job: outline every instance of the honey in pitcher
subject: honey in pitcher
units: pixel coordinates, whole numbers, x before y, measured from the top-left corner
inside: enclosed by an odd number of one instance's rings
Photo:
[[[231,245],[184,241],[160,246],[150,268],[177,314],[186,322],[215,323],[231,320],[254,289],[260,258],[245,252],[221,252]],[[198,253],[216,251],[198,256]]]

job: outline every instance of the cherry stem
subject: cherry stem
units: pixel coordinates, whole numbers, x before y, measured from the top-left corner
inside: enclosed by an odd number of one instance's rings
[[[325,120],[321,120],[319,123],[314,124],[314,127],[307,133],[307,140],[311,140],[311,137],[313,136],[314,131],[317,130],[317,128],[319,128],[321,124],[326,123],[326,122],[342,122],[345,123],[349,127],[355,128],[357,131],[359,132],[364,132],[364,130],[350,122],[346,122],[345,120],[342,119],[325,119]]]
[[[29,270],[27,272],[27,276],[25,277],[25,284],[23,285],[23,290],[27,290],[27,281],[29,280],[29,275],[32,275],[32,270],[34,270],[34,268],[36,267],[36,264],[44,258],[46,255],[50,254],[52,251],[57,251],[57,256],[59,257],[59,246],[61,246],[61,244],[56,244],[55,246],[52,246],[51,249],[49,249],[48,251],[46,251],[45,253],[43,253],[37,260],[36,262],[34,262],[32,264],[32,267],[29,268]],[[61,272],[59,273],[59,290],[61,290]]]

REQUIREMENT: Retype all the records, matching them exactly.

FINISHED EXERCISE:
job: outline every instance of the honey in pitcher
subject: honey in pitcher
units: pixel coordinates, whole numbers, x before y, measured from the top-left corner
inside: enclosed by an odd number of one instance's rings
Photo:
[[[231,245],[184,241],[160,246],[150,268],[177,314],[186,322],[215,323],[231,320],[254,289],[260,258],[245,252],[221,252]],[[198,253],[216,251],[198,256]]]

job: outline every instance of the cherry stem
subject: cherry stem
units: pixel coordinates, whole numbers, x before y, measured from the top-left corner
inside: enclosed by an odd number of one instance's rings
[[[325,120],[321,120],[319,123],[314,124],[314,127],[307,133],[307,140],[311,140],[311,137],[313,136],[314,131],[317,130],[317,128],[319,128],[321,124],[326,123],[326,122],[342,122],[345,123],[349,127],[355,128],[357,131],[359,132],[364,132],[364,130],[350,122],[346,122],[345,120],[342,119],[325,119]]]
[[[29,270],[27,272],[27,276],[25,277],[25,284],[23,285],[23,290],[27,290],[27,281],[29,280],[29,275],[32,275],[32,270],[34,270],[34,268],[36,267],[36,264],[44,258],[46,255],[50,254],[52,251],[57,251],[57,256],[59,257],[59,246],[61,246],[61,244],[56,244],[55,246],[52,246],[51,249],[49,249],[48,251],[46,251],[45,253],[43,253],[37,260],[36,262],[34,262],[32,264],[32,267],[29,268]],[[61,272],[59,273],[59,290],[61,290]]]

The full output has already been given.